▶ [Exercise goal] Every entry must be repeated exactly. Exclude all pictures.

▶ [Stored data]
──────────

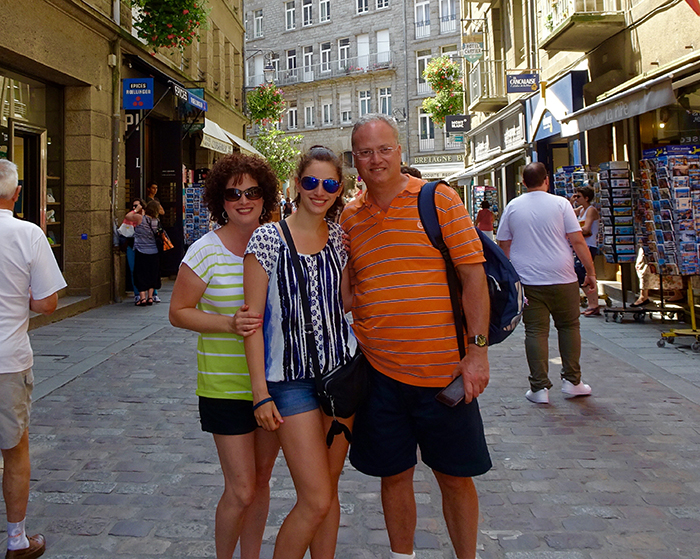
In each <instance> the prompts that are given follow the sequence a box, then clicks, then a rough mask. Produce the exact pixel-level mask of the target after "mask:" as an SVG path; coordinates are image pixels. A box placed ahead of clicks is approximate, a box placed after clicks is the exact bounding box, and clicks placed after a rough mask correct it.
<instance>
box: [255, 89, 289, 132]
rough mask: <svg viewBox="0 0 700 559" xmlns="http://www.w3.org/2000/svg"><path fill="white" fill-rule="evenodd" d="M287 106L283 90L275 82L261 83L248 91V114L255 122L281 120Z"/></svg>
mask: <svg viewBox="0 0 700 559" xmlns="http://www.w3.org/2000/svg"><path fill="white" fill-rule="evenodd" d="M286 108H287V104H286V103H285V101H284V97H283V95H282V90H281V89H280V88H278V87H277V86H276V85H275V84H274V83H269V84H268V83H263V84H260V85H259V86H258V87H256V88H255V89H254V90H252V91H251V92H250V93H248V115H249V116H250V119H251V120H252V121H253V122H254V123H255V124H262V125H263V126H267V125H268V124H271V123H273V122H279V121H280V120H281V119H282V113H284V111H285V110H286Z"/></svg>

──────────

▶ [Solved problem]
In each <instance> the prompts that are given follow the sequence a box, then clicks, then a rough mask. Produce the exact pixel-level mask of the target after "mask:" as an SVG path; coordinates are image pixels. A box placed ahead of clicks is approximate, a box placed after clicks is the exact bounding box, and clicks placed after a rough mask correct it.
<instance>
box: [255, 89, 289, 132]
rough mask: <svg viewBox="0 0 700 559" xmlns="http://www.w3.org/2000/svg"><path fill="white" fill-rule="evenodd" d="M287 106L283 90L275 82L261 83L248 91V114L255 122L281 120Z"/></svg>
mask: <svg viewBox="0 0 700 559" xmlns="http://www.w3.org/2000/svg"><path fill="white" fill-rule="evenodd" d="M286 108H287V104H286V103H285V101H284V97H283V95H282V90H281V89H280V88H278V87H277V86H276V85H275V84H274V83H269V84H268V83H263V84H260V85H259V86H258V87H256V88H255V89H254V90H252V91H251V92H250V93H248V115H249V116H250V119H251V120H252V121H253V122H254V123H255V124H262V125H263V126H267V125H268V124H271V123H273V122H279V121H280V120H281V119H282V113H284V111H285V110H286Z"/></svg>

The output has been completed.